> [Task goal]: In the forum thread about joining Flux queries, which tag holds a unique value for every run?

* Start Page text *

Flux language join question

I put my running data into a influxdb2 and it has fields like: heartRate, distance etc. and a tag runName which is unique for every run. What I want as a result is what is the furthest distance I was able to run in 12 minutes, where the stddev of HR was below 5 for each run. (That is a metric that can be calculated to VO2Max).

The first three queries work as expected, but then I get a bit lost. First of all: Do I really need to make that three queries, or is there a smart way to re-use the heartRate window to yield avg and stddev at the same time?

bucket1 = from(bucket: "Running")
  |> range(start: v.timeRangeStart, stop: v.timeRangeStop)
  |> filter(fn: (r) => r["_measurement"] == "FitnessPoint")
  |> filter(fn: (r) => r["_field"] == "heartRate")
  |> window(every: 30s, period: 12m)
  |> mean()
  |> duplicate(column: "_stop", as: "_time")
  |> window(every: inf)
  |> yield(name: "hrMean")

bucket2 = from(bucket: "Running")
  |> range(start: v.timeRangeStart, stop: v.timeRangeStop)
  |> filter(fn: (r) => r["_measurement"] == "FitnessPoint")
  |> filter(fn: (r) => r["_field"] == "heartRate")
  |> window(every: 30s, period: 12m)
  |> stddev()
  |> duplicate(column: "_stop", as: "_time")
  |> window(every: inf)
  |> yield(name: "hrStdDev")

bucket3 = from(bucket: "Running")
  |> range(start: v.timeRangeStart, stop: v.timeRangeStop)
  |> filter(fn: (r) => r["_measurement"] == "FitnessPoint")
  |> filter(fn: (r) => r["_field"] == "distance")
  |> window(every: 30s, period: 12m)
  |> spread()
  |> duplicate(column: "_stop", as: "_time")
  |> window(every: inf)
  |> yield(name: "cooperDistance")

Then I try to join those three tables into one table and return the biggest distance where my stddev in HR was below 5, but somehow the data explorer seems to completly ignore everything below the first three results. Am I doing something wrong?

j1 = join(
  tables: {t1: bucket1, t2:bucket2},
  on: ["_time", "type", "runName"]
)

j2 = join(tables: {t1: j1, t2:bucket3}, on: ["_time", "type", "runName"])
  |> range(start: v.timeRangeStart, stop: v.timeRangeStop)
  |> filter(fn: (r) => r["_measurement"] == "FitnessPoint")
  |> filter(fn: (r) => r["hrStdDev"] <= 5)
  |> max(column: "cooperDistance")

Update: I got it almost working, but I encounter two problems. The second merge does not like it when I join on type and runName, although I can see them in the sub results, so this works:

j1 = join(
  tables: {hrMean: bucket1, hrStdDev:bucket2},
  on: ["_time", "_measurement", "_start", "_stop", "_field", "type", "runName"]
)

* End Page text *
* Start Stored data *

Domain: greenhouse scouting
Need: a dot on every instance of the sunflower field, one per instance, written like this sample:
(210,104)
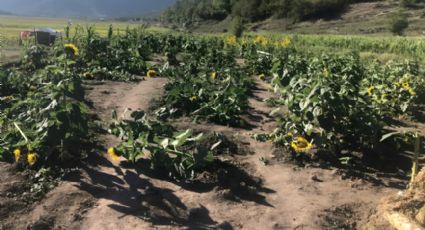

* End Stored data *

> [Written solution]: runName